§ **Instructions to follow**:
The entries that follow include a run beginning at the line with "of the trash" and ending at the line with "the bench, and"; restate that run word for word and leave the rest out.
(Exercise materials)
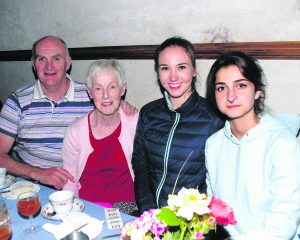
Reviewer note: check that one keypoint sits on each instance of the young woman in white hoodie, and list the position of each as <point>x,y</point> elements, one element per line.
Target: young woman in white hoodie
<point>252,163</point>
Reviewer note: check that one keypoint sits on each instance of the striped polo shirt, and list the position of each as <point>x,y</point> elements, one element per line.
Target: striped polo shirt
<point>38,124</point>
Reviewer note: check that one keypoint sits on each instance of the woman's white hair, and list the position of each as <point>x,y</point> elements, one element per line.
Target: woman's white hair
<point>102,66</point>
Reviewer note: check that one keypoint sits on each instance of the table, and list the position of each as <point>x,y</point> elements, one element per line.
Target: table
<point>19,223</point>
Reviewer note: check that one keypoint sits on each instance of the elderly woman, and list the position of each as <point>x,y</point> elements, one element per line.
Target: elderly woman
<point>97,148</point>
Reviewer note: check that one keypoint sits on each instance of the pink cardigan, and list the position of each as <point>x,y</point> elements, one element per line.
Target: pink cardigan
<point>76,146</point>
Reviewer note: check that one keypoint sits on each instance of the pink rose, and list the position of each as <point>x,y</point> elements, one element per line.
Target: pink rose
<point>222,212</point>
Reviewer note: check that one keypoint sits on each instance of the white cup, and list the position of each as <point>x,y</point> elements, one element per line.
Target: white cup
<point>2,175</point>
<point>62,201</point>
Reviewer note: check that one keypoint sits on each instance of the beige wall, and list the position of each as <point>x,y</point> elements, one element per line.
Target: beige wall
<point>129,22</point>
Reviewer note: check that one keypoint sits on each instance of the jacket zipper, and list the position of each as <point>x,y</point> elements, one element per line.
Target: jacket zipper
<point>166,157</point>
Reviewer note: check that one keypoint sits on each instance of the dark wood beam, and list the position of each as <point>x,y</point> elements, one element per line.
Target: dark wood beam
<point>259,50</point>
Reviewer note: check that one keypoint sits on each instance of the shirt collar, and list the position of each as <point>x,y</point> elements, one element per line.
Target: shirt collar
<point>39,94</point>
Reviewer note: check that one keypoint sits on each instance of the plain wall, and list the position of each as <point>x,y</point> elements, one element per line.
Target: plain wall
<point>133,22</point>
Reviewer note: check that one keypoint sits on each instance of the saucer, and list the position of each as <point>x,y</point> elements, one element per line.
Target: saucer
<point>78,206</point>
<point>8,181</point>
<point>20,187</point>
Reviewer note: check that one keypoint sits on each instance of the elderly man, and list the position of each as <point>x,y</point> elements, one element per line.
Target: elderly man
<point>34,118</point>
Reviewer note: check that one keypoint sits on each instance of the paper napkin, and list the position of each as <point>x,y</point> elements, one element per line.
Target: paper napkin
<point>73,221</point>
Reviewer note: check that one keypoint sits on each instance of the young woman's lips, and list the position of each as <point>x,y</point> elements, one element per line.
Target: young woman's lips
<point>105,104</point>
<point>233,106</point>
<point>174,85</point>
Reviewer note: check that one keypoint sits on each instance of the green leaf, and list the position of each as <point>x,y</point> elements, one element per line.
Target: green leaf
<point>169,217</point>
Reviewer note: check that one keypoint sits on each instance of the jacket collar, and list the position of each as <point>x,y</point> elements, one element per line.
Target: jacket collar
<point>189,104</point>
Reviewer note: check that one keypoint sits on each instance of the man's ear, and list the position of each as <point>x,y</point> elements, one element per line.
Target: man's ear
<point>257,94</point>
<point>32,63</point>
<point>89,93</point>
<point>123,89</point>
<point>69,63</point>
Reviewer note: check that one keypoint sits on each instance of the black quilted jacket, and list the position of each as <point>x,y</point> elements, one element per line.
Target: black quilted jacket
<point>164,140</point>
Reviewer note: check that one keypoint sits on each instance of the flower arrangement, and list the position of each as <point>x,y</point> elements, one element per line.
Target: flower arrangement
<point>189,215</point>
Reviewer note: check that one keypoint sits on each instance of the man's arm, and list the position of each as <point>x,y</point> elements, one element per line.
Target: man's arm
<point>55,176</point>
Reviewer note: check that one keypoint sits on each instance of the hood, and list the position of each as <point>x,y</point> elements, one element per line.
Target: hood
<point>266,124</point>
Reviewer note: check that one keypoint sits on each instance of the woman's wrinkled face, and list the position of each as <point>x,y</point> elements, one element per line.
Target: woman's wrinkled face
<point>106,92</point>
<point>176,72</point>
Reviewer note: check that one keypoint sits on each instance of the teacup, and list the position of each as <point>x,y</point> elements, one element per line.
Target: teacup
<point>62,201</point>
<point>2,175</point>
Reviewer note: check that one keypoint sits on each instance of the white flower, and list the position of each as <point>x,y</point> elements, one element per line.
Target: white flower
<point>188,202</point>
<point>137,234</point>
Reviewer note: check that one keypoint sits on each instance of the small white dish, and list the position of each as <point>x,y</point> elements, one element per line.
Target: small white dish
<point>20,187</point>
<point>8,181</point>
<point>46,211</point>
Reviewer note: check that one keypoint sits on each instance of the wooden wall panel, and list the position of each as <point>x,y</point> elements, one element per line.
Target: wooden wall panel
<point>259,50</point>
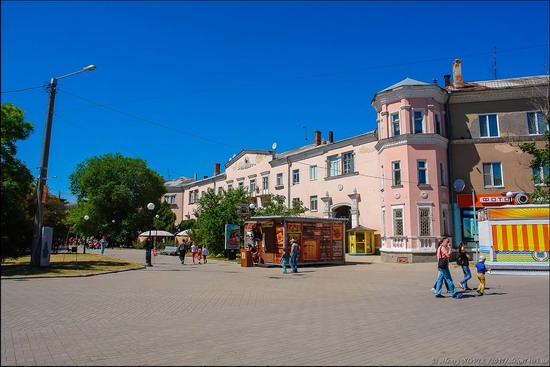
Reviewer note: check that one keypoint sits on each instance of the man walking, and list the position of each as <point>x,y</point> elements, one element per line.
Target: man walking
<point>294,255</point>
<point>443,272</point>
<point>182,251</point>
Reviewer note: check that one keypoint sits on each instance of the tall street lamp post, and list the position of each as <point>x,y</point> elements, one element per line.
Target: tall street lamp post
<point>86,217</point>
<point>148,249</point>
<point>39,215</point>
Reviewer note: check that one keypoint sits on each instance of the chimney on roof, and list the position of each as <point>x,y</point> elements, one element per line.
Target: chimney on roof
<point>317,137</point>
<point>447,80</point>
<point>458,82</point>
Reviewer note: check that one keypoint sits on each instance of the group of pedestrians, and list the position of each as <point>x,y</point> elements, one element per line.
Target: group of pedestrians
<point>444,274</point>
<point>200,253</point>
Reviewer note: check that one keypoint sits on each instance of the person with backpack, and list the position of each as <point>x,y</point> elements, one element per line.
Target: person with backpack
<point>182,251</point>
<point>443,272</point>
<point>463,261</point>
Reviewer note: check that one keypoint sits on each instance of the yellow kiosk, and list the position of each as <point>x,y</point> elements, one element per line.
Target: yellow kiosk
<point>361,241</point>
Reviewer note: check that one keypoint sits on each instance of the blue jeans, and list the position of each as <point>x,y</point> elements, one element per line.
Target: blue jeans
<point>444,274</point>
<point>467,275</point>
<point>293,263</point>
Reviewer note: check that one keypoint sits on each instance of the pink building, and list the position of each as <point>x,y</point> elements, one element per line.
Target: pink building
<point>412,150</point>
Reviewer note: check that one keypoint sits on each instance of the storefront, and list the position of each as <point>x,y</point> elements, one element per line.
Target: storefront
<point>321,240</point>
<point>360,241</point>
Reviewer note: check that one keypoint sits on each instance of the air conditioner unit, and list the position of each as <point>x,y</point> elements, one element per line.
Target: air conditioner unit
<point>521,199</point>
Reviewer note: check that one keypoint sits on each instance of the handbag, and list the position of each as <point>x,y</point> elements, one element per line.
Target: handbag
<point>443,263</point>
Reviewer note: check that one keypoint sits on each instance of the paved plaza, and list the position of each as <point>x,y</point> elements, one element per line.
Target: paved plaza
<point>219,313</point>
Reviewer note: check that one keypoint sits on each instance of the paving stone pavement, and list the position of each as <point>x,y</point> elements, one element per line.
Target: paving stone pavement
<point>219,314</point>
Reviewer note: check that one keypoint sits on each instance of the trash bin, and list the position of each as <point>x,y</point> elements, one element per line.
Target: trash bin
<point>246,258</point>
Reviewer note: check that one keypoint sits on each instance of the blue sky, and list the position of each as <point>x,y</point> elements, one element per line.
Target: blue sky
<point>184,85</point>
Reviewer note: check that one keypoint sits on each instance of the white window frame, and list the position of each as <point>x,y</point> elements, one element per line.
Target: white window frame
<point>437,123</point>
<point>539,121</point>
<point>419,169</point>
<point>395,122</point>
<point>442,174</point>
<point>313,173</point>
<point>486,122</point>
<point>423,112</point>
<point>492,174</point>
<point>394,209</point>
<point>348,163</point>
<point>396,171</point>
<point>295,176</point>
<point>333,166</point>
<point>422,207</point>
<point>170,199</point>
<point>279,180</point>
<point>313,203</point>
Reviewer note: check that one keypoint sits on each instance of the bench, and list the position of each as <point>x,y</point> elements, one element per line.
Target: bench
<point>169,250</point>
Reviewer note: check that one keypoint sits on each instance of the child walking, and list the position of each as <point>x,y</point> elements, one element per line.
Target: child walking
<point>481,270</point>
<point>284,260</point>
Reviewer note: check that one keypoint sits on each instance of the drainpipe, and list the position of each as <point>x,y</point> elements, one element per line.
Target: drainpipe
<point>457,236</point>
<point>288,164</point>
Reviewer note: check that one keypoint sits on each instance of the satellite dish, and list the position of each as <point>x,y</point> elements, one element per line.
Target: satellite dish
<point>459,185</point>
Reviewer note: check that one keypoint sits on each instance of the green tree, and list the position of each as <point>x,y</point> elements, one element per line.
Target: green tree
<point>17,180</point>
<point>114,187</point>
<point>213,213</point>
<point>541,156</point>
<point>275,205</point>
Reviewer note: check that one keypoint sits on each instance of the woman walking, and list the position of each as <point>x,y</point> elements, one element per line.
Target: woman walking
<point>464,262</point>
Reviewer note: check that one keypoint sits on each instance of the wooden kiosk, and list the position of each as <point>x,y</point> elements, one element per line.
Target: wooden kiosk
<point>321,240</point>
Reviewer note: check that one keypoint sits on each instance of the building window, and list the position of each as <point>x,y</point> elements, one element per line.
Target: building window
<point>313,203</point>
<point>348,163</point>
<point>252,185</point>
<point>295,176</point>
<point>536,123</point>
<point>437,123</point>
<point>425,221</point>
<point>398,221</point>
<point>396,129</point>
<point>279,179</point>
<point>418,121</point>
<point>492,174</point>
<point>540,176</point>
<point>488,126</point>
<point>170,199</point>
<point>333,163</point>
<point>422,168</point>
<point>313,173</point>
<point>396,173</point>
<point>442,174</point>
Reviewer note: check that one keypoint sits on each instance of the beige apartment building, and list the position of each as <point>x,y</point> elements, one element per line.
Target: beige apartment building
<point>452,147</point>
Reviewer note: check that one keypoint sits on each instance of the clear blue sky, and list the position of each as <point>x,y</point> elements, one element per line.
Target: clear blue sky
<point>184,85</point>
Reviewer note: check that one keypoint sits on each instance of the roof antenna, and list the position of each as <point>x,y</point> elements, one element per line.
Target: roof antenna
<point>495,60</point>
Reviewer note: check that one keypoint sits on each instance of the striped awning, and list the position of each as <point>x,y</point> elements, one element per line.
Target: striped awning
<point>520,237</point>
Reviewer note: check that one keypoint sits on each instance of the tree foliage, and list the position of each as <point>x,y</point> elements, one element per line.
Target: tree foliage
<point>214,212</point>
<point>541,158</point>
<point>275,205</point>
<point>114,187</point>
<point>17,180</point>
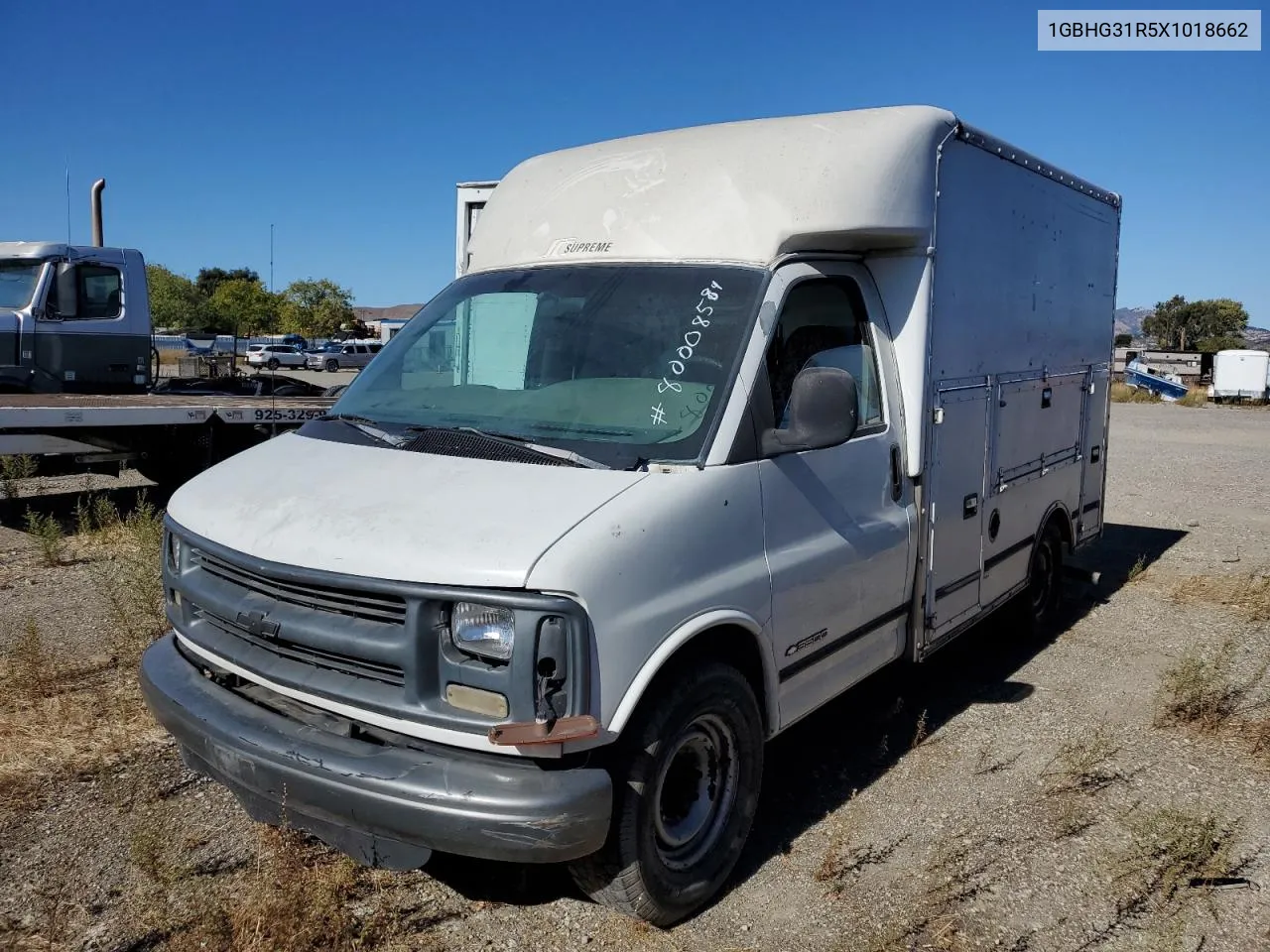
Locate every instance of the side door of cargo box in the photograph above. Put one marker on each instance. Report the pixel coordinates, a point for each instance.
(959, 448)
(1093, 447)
(End Exercise materials)
§ **Result below**:
Reviewer note: check that one keypoint sits on each instance of the trash bin, and list the position of each as <point>x,y</point> elements, one element per line.
Target: trash bin
<point>246,258</point>
Reviewer note: check that one keypoint sits on each instance of the blue sky, and list the position of each as <point>x,y</point> elements, one element per line.
Target: blue sky
<point>184,85</point>
Reviewer note: check that one keypoint sits on each instance of the white window frame, and list the position of each as <point>x,y</point> elements, one element per line.
Target: white window frame
<point>437,123</point>
<point>539,121</point>
<point>419,169</point>
<point>395,122</point>
<point>442,174</point>
<point>313,173</point>
<point>486,122</point>
<point>423,112</point>
<point>492,174</point>
<point>394,209</point>
<point>348,163</point>
<point>396,171</point>
<point>295,176</point>
<point>333,166</point>
<point>422,207</point>
<point>170,199</point>
<point>279,180</point>
<point>313,203</point>
Reviewer note: check that one keypoint sits on each instance of the bench, and list the position of each as <point>x,y</point> elements, one element per line.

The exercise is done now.